Aim: Go through the entries below and print each one exactly, leaving out pictures.

------ Recorded data

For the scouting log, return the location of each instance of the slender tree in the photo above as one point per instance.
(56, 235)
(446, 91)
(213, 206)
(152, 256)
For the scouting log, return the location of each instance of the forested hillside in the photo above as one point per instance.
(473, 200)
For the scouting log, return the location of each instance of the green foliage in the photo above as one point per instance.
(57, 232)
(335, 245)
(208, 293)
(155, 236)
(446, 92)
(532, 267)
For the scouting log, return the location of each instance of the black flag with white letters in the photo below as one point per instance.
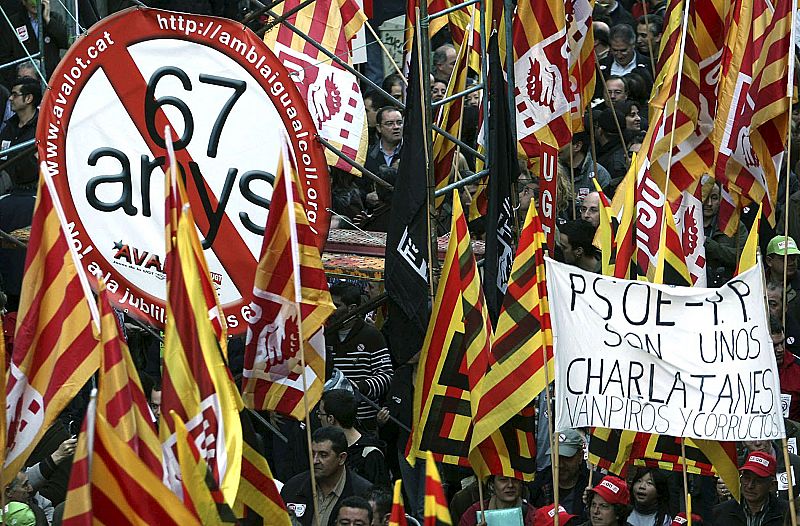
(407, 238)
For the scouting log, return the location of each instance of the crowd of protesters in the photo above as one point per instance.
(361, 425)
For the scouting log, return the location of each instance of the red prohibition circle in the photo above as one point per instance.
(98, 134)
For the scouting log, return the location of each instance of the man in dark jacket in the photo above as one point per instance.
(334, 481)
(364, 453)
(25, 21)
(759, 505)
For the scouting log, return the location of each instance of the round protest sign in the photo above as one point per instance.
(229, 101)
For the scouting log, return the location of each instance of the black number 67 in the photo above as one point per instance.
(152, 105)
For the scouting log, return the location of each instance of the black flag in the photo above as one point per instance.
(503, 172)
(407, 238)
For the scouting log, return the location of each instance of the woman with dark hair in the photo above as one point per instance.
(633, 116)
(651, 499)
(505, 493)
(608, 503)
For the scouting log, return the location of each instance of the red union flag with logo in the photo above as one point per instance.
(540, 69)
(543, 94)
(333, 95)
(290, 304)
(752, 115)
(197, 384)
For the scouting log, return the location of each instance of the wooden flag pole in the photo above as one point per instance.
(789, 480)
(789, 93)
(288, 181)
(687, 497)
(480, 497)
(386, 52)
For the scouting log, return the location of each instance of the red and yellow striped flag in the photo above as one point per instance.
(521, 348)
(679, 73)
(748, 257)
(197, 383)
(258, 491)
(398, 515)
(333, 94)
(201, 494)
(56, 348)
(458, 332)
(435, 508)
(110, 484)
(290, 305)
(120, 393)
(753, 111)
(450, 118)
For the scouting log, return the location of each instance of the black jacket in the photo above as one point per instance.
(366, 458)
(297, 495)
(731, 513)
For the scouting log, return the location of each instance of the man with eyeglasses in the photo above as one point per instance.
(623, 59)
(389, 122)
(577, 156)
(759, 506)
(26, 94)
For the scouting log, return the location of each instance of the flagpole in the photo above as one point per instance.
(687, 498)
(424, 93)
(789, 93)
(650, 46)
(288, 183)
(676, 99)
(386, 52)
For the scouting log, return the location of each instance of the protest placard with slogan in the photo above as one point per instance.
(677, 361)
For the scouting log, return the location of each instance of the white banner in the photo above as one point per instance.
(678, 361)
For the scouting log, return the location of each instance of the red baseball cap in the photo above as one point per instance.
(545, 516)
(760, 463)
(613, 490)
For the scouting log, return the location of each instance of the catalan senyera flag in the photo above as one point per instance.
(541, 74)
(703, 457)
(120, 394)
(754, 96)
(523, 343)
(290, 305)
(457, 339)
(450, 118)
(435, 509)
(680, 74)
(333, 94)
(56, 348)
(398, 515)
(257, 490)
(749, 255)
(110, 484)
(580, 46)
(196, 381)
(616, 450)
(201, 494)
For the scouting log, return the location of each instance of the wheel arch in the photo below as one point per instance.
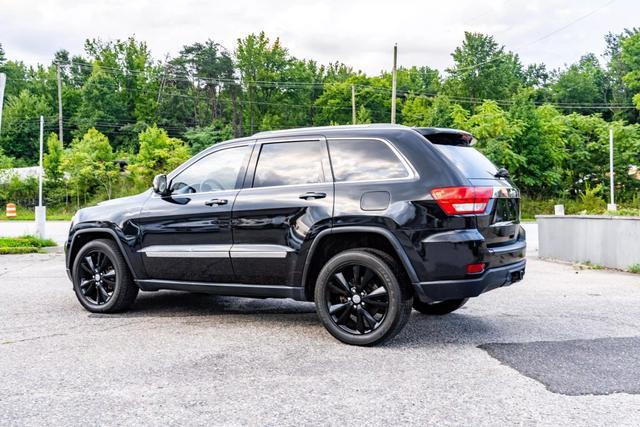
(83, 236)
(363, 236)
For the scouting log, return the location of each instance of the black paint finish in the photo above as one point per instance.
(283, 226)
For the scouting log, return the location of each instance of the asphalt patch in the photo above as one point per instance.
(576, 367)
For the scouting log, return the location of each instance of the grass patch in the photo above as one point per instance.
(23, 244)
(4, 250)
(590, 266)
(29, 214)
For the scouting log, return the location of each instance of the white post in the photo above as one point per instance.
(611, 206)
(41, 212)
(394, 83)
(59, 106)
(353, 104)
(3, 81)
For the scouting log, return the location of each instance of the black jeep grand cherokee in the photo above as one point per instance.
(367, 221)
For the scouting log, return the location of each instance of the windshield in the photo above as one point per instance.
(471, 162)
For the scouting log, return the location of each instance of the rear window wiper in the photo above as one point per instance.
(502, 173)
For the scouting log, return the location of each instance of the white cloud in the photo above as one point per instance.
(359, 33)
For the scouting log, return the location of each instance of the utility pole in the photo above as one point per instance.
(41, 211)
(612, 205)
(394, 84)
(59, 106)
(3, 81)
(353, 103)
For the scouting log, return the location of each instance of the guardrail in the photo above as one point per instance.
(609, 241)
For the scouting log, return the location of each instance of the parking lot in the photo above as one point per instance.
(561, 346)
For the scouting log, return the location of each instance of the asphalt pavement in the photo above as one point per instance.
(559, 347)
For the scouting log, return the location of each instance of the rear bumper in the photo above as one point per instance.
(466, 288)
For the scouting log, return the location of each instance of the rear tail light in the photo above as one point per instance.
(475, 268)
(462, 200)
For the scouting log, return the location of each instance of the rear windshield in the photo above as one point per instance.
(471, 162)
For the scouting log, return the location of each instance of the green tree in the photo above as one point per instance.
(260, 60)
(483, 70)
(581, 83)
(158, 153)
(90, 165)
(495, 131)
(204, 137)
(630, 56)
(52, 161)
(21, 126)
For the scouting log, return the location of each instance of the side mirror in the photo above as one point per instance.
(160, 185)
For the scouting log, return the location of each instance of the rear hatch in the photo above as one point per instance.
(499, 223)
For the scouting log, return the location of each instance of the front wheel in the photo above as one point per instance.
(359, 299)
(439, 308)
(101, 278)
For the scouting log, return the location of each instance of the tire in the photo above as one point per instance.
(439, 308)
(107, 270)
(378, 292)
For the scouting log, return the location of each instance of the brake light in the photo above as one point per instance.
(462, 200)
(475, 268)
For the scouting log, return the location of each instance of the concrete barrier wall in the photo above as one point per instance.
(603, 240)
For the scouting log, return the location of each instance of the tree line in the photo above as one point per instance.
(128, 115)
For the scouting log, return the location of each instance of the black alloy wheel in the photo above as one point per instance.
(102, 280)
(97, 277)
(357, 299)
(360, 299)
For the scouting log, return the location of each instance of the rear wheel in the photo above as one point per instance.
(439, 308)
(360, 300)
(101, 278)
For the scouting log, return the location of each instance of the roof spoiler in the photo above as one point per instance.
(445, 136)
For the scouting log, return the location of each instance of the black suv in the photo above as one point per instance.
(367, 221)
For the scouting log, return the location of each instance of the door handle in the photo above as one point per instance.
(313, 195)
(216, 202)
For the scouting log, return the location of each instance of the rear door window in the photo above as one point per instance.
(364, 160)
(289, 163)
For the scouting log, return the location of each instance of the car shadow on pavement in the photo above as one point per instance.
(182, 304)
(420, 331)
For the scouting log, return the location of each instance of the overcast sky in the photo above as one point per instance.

------------

Answer to the problem:
For the scouting log, return the location of each instance of the slender tree in the photo above as one point per instance.
(56, 235)
(446, 91)
(213, 206)
(152, 256)
For the scouting log, return the location of each instance of the forested hillside in the photo above as one point per instance.
(473, 200)
For the scouting log, return the location of each instance of the green foliage in the photo above as one point per instance.
(57, 232)
(335, 245)
(208, 293)
(155, 236)
(446, 92)
(532, 267)
For the scouting log, return the location of each instance of the black flag with white letters in the photo below as one point per instance.
(407, 238)
For the scouting log, return the location of each instance of the crowd of protesters in the photo above as one point per instance.
(361, 425)
For the scouting log, return the location of each instance of the red prohibition circle in the photo above as one point per instance.
(98, 134)
For the scouting log, return the location of each instance of the man in dark jacket in the photo above as one point per instance.
(334, 481)
(364, 453)
(25, 21)
(759, 505)
For the scouting log, return the location of each instance of the round protest sign in the photo above as one point per instance.
(229, 101)
For the scouting log, return the location of each instance of the black number 67 in the photo above as one point per instance.
(152, 105)
For the scouting log, return the location of each instance of the black flag in the photo above as one point per instance.
(503, 172)
(407, 238)
For the scouting log, return the location of each instance of the woman with dark hair in the photo above as one point per instance.
(633, 116)
(651, 499)
(505, 493)
(608, 503)
For the scouting log, return the location of each instance of the red union flag with logo in the photo above as one point per instance.
(540, 69)
(543, 94)
(333, 95)
(290, 304)
(752, 115)
(197, 384)
For the scouting log, return the location of each instance of the wooden flag pole in the photo above as one point per instance.
(789, 480)
(789, 93)
(288, 181)
(687, 497)
(480, 497)
(386, 52)
For the scouting log, return the location of each instance of the red and yellow striped flag in the photo above as one point per instance.
(521, 348)
(679, 73)
(748, 257)
(197, 383)
(258, 491)
(398, 515)
(333, 94)
(201, 494)
(56, 348)
(458, 332)
(435, 508)
(110, 484)
(290, 305)
(120, 393)
(753, 111)
(450, 118)
For the scouting log, return the location of each instance of the black jacket in the photo above as one point per instance.
(366, 458)
(297, 495)
(731, 513)
For the scouting log, return the location of each instance of the man with eyeglasses in the photo above as one point per instance.
(623, 59)
(389, 122)
(577, 156)
(759, 506)
(26, 94)
For the scouting log, return the location of each instance of the flagpole in the photo above as one point per instance.
(687, 498)
(424, 93)
(789, 93)
(650, 46)
(288, 183)
(676, 99)
(386, 52)
For the scouting log, return the location of each instance of the protest placard with slogan in the photo above as one point per instance.
(677, 361)
For the scouting log, return the location of each instance of the white banner in the photo above as one point per instance.
(678, 361)
For the scouting log, return the location of each instance of the red baseball cap in the photo above as one point per instance.
(545, 516)
(760, 463)
(613, 490)
For the scouting log, return the location of each instance of the catalan senyera flag in the photo above as one point per instance.
(541, 74)
(703, 457)
(120, 394)
(754, 96)
(523, 343)
(290, 305)
(457, 339)
(450, 118)
(435, 509)
(680, 74)
(333, 94)
(56, 348)
(398, 515)
(257, 490)
(749, 255)
(110, 484)
(580, 46)
(196, 381)
(616, 450)
(201, 494)
For the scouting log, return the location of each instance of the wheel arch in the photo below as one point per instance.
(83, 236)
(363, 236)
For the scouting log, return the location of each instance of the black paint finish in the photo above as one point per instance.
(283, 226)
For the scouting log, return the location of each instance of the asphalt patch in the photo above as one point per instance.
(576, 367)
For the scouting log, return the location of each instance of the grass patch in the photo above as one point per instance.
(23, 244)
(4, 250)
(590, 266)
(29, 214)
For the scouting log, return the location of each instance of the white post in the photo above as one point per instance.
(611, 206)
(41, 212)
(394, 83)
(59, 106)
(353, 104)
(3, 81)
For the scouting log, return the location of each instance of the black jeep grand cherokee in the photo above as one point per instance.
(367, 221)
For the scouting log, return the location of each instance of the windshield in the photo above as one point per instance.
(471, 162)
For the scouting log, return the location of each instance of the rear window wiper in the photo above as one point per instance.
(502, 173)
For the scouting log, return the location of each instance of the white cloud in the photo above as one point per instance.
(359, 33)
For the scouting log, return the location of each instance of the utility pole in the photo above as one point per instance.
(41, 211)
(612, 205)
(394, 84)
(59, 106)
(3, 81)
(353, 103)
For the scouting log, return the location of each instance of the guardrail in the photo above as one point per instance.
(609, 241)
For the scouting log, return the location of each instance of the parking lot in the photo above as one point per instance.
(561, 346)
For the scouting log, return the location of each instance of the asphalt pavement in the photo above as one point per instance.
(559, 347)
For the scouting log, return the location of each instance of the rear bumper in the photo above as one point per instance.
(466, 288)
For the scouting log, return the location of each instance of the rear tail light in the photo above as one point per instance.
(475, 268)
(462, 200)
For the scouting log, return the location of each instance of the rear windshield in the photo above as one point per instance.
(471, 162)
For the scouting log, return the location of each instance of the green tree in the photo above as one point per instance.
(260, 60)
(483, 70)
(581, 83)
(158, 153)
(90, 165)
(495, 131)
(204, 137)
(630, 56)
(52, 161)
(21, 126)
For the scouting log, return the location of each instance of the side mirror in the photo above as one point per instance.
(160, 185)
For the scouting log, return the location of each instance of the rear hatch in the photo above as one point per instance.
(499, 223)
For the scouting log, return the location of each instance of the front wheel in the photo above as one point per instance.
(359, 299)
(439, 308)
(101, 278)
For the scouting log, return the location of each instance of the tire in the photo above as one point per instance.
(439, 308)
(107, 270)
(378, 292)
For the scouting log, return the location of each instance of the brake light in the photo above as one point per instance.
(462, 200)
(475, 268)
For the scouting log, return the location of each instance of the concrete barrier wall in the photo above as one point per instance.
(603, 240)
For the scouting log, return the location of each instance of the tree line in the photo above as one point per instance.
(128, 115)
For the scouting log, return the location of each instance of the black alloy wheel in the photo above as one point per instance.
(102, 280)
(97, 277)
(357, 299)
(360, 299)
For the scouting log, return the location of each instance of the rear wheel in the photo above as one point per instance.
(439, 308)
(360, 300)
(101, 278)
For the scouting log, return the location of each instance of the roof spoiler in the photo above as one point per instance.
(445, 136)
For the scouting log, return the location of each instance of the black suv in the photo above as one point per instance.
(367, 221)
For the scouting log, return the location of each instance of the door handle in the photo above as one point per instance.
(313, 195)
(216, 202)
For the scouting log, return the location of each instance of the rear door window in the photo above as one point per instance.
(364, 160)
(289, 163)
For the scouting log, return the location of each instance of the car shadow on pavement in the photo above as one point per instance.
(182, 304)
(420, 331)
For the scouting log, return the location of each instance of the overcast sky in the photo above as one point per instance.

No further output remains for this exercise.